* Teks Bacaan *
/---

Pendidikan Multikultural Untuk Kohesi Sosial

ImageApa sebenarnya urgensi pendidikan multikultural? Apa itu pendidikan multikultural aliran kritis, seperti apa praksisnya? Dua pertanyaan penting itu menjadi benang merah seminar “Mencari Model Pendidikan Multikultural: Praksis Penyelenggaraan Pendidikan Multikultural di Perguruan Sultan Iskandar Muda” pada akhir November lalu.

 Pendidikan Multikultural Mutlak

Dr. Chang Yau Hoon, Asistent Proffesor Asian Studies School of Sciences Singapore Management University punya temuan menarik terkait penelitiannya pada beberapa sekolah Kristen di Jakarta. Kesimpulan hasil penelitiannya kurang lebih mengatakan bahwa di sekolah Kristen Jakarta yang mempersiapkan siswanya untuk berkuliah di luar negri itu telah menjadi situs yang memelihara identitas etnis dan agama subjek didik yang mayoritas adalah siswa Tionghoa. Tidak heran jika mata pelajaran pendidikan kewarganegaraan, bahkan isu kewarnegaraan menjadi dianggap kurang relevan di mata siswa di sekolah Kristen yang ditelitinya.

Menurut Yau Hoon, yang disertasi doktornya mengupas politik identitas masyarakat Tionghoa Indonesia paskareformasi, fungsi lembaga pendidikan sekolah memang  ibarat pedang bermata dua. Di satu sisi sekolah itu bisa memberdayakan hak-hak kaum minoritas sebagai warga negara, serta mereduksi perbedaan etnis dan agama, namun di sisi lain sekolah juga bisa menjadi situs yang memelihara identitas etnis dan agama subjek didik.

\---

* Tugas *
Tolong sambung teks tentang pendidikan multikultural di atas, mulai dari kalimat sesudah kalimat terakhirnya.

* Baris Hasil Ekstraksi *
/---

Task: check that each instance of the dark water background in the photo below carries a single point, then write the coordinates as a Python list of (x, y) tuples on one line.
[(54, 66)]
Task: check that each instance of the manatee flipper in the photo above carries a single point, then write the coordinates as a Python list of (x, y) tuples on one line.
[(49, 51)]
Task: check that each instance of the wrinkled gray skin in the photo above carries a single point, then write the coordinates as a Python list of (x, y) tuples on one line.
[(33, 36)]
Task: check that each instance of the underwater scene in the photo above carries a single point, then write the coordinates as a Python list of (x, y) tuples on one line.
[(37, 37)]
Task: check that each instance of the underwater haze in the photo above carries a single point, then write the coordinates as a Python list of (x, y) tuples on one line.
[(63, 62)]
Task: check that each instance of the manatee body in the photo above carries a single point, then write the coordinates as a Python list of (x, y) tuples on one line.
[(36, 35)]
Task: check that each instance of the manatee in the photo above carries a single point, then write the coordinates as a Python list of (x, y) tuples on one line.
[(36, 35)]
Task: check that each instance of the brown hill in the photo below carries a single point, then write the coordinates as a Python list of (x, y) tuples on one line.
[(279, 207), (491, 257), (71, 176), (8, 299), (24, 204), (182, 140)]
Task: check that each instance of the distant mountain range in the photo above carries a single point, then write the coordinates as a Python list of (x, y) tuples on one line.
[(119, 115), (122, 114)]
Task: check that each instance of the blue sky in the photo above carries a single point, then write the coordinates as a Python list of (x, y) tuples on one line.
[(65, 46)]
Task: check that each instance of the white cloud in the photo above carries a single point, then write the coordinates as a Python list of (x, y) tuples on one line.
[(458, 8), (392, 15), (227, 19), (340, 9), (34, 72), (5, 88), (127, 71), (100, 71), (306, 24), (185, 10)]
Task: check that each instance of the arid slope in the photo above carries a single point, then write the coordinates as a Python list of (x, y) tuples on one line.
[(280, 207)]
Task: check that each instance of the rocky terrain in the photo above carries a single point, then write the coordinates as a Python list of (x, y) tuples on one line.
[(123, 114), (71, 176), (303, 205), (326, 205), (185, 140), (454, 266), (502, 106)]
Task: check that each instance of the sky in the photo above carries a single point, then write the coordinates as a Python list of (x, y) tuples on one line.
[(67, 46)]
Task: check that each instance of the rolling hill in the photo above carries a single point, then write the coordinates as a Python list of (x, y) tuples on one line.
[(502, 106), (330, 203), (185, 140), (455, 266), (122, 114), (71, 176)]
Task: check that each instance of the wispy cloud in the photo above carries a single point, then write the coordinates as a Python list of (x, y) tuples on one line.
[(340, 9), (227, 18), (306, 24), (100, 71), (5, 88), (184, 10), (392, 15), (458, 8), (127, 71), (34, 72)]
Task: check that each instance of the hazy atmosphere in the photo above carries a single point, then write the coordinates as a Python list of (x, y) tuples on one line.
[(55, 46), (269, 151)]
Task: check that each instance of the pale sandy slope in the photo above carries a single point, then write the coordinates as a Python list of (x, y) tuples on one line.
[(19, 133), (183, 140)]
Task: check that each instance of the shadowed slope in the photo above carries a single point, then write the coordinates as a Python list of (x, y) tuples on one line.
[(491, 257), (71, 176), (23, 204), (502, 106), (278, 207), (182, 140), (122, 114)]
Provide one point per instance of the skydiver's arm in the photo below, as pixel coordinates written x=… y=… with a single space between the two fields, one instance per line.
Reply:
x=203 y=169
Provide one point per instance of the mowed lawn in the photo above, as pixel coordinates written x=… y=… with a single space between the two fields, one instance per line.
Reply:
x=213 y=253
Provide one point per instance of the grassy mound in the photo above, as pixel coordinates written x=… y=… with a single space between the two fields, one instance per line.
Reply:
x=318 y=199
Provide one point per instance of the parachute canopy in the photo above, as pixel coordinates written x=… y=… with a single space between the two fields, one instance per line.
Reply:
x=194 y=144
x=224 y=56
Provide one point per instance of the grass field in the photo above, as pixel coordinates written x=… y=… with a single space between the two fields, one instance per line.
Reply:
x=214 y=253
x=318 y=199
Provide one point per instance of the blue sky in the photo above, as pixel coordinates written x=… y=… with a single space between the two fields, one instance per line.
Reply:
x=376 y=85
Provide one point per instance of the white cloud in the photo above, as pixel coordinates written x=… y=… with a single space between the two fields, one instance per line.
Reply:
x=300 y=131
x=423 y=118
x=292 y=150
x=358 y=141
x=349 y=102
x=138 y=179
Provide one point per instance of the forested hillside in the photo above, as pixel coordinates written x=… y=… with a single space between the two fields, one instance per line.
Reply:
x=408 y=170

\---

* Keluaran yang Diharapkan *
Kesimpulan Yau Hoon pada ekstrim yang berseberangan mengafirmasi tentang berkecambahnya nilai-nilai intoleransi yang merambah ke sejumlah institusi pendidikan di Jawa. Ambil contoh survey yang dilakukan Rahima Institut  pada tahun 2011 terhadap  SMA – SMA Negeri Negeri di Jember, Padang, Jakarta, Pandeglang, Cianjur, Cilacap dan Yogyakarta, menemukan bahwa sebanyak 13% siswa mendukung gerakan-gerakan radikal keagamaan.

Sebanyak 14% setuju dengan cara Imam Samodra dalam melakukan gerakan terorisme. Seperti dilaporkan Majalah Tempo (6-12/06/2011), mayoritas siswa bersedia memberikan dukungan dan kesediaan terlibat untuk merusak tempat hiburan, merusak anggota aliran yang menyimpang, merusak tempat ibadah agama lain dan  membantu umat Islam di daerah konflik.

Secara gamblang, Dr. Arifinsyah, pengajar pada Fakultas Ushuluddin IAIN Sumatera Utara juga mengakui adanya mindset pengajaran doktrin agama yang eksklusif pada beberapa lembaga pendidikan Islam, yang mengajarkan subjek didik untuk tidak berkawan dengan mereka yang digolongkan sebagai “kafir”.

Pada konteks yang berbeda, Arifinsyah juga menyebutkan bahwa di Indonesia dewasa ini terdapat tidak kurang 1180 suku bangsa, 100 lebih suku, dan 726 ragam bahasa suku. Sedangkan di Kota Medan terdapat delapan suku asli, dan beberapa suku pendatang seperti China dan India. Ia juga menyebut tentang pola imigrasi warga yang berlangsung sangat dinamis di Medan. Dampaknya telah membuat ruang-ruang di kota Medan hampir mustahil ada yang homogen!

Belum lagi ditambah dengan arus dinamika globalisasi, yang membuat Medan semakin plural. Semua itu  menuntut warga Medan harus terbiasa untuk hidup dengan keberagaman nilai budaya warganya. Arifinsyah mencermati bahwa dalam masyarakat multikultur, sangat rawan dengan konflik, baik yang bersifat laten, maupun manifes.

 

Pendikan Multikultural Kritis

Apa yang dikemukakan Chan Yau Hoon maupun Arifinsyah, pada hakikatnya menyadarkan kita tentang pentingnya implementasi pendidikan multikultural pada lembaga-lembaga pendidikan kita.  Pendidikan multikultural adalah jawaban untuk mempersiapkan subjek didik agar bisa hidup berdampingan dan bekerjasama dengan “liyan” (other).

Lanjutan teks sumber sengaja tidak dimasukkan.